◆ Required tasks
A - Edit the emissions repair advice, repeating it between "Here WA State" and "least to 1500-2000.", inclusive, with "contract agencies" replaced by "testing stations".
B - According to the emissions repair advice, what was the fourth gas measured by the analyzers?

◆ Excerpted text
________

Here Washington State as a certified Auto Emissions Repairman we used four gas analyzers to repair. The fourth gas was exhaust remaining oxygen. Have a 2-3-4% exhaust oxegen then the focus would be on conditions. Engine compression. How active and hot the cat is getting.

High CO and the exhaust oxygen is zeroed out then the focus has to be on getting more oxygen for the converting. Air cleaner; air induction; dual-bed cat pumped air supply; the cats ability to store and hold oxides; the EFI cycling the engine rich-lean, rich-lean to load oxygen load up the cat.

So try these:
get that cat worked heated up to smoking hot before the test.
Dab an end of a rag into new motor oil. Dab that onto the underside cat shell. WHEN you get that Cat hot enough to smoke the oil “smoking hot” you will have maximum cat performance.
Here WA State testing was done at separate contract agencies. Hot cat, avoid days, time with lines. IGNORE their signs saying to shut off the engine while waiting. Keep it running with the rpm held up at least to 1500-2000.

________

◆ Region pointing data

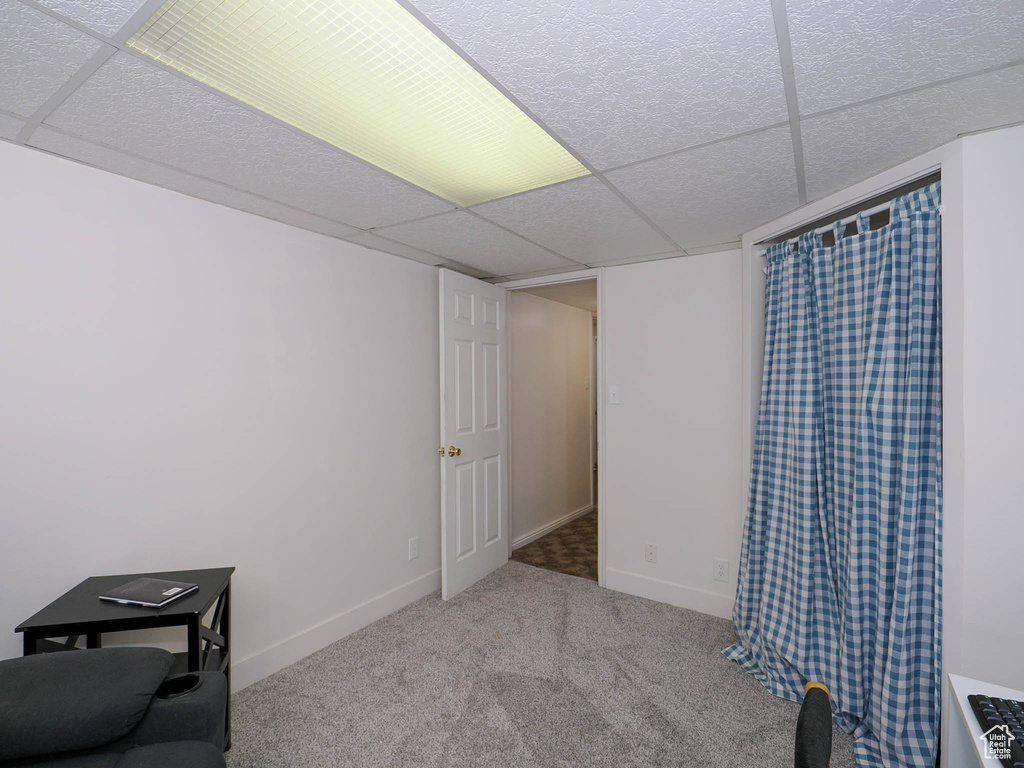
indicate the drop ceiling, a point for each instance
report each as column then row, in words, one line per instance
column 698, row 120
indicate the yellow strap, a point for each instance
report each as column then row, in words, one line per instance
column 814, row 684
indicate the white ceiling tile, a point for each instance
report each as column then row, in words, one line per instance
column 9, row 127
column 455, row 266
column 846, row 146
column 639, row 259
column 136, row 107
column 620, row 80
column 107, row 16
column 583, row 220
column 398, row 249
column 469, row 240
column 38, row 54
column 717, row 248
column 846, row 51
column 143, row 170
column 714, row 194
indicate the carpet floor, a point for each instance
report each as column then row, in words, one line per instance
column 570, row 549
column 526, row 668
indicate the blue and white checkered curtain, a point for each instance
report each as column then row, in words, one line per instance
column 840, row 577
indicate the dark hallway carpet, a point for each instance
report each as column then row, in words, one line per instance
column 571, row 549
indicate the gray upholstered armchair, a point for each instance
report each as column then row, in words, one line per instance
column 110, row 708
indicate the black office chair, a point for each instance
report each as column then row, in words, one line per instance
column 814, row 728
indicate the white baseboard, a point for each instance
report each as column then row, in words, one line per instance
column 536, row 534
column 281, row 654
column 669, row 592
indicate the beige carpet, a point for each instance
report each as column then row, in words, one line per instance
column 527, row 668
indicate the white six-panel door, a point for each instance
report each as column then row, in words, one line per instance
column 474, row 416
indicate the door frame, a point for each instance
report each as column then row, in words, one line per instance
column 602, row 452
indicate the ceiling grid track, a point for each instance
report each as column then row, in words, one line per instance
column 914, row 89
column 526, row 111
column 200, row 177
column 123, row 47
column 85, row 72
column 790, row 83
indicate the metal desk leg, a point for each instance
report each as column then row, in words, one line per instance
column 195, row 644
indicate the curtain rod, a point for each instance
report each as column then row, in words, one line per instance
column 870, row 206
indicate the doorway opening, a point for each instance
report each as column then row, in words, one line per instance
column 553, row 426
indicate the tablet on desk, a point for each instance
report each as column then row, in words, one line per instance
column 150, row 593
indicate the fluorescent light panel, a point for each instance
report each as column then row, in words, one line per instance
column 369, row 78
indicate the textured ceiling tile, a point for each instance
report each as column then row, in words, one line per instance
column 713, row 195
column 135, row 107
column 107, row 16
column 638, row 259
column 581, row 219
column 38, row 54
column 9, row 127
column 844, row 147
column 455, row 266
column 143, row 170
column 469, row 240
column 620, row 80
column 377, row 243
column 849, row 50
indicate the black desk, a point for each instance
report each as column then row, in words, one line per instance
column 80, row 611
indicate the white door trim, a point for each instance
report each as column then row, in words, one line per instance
column 552, row 280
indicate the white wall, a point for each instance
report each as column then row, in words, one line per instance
column 993, row 409
column 551, row 467
column 673, row 473
column 185, row 386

________

◆ Solutions to the tasks
A -
Here WA State testing was done at separate testing stations. Hot cat, avoid days, time with lines. IGNORE their signs saying to shut off the engine while waiting. Keep it running with the rpm held up at least to 1500-2000.

B - Exhaust remaining oxygen.